Given records ▸

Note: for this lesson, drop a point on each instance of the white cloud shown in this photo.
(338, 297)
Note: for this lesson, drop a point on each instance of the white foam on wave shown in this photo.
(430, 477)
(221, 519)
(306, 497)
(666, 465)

What you need to do ▸ Output each entry precisely as given.

Output for this task ▸
Note: for this lesson, drop a point on each instance of the white cloud shown in this photo.
(338, 297)
Note: for this lesson, drop a point on each instance of the white foam on wave shown in this photo.
(430, 477)
(221, 519)
(306, 497)
(666, 465)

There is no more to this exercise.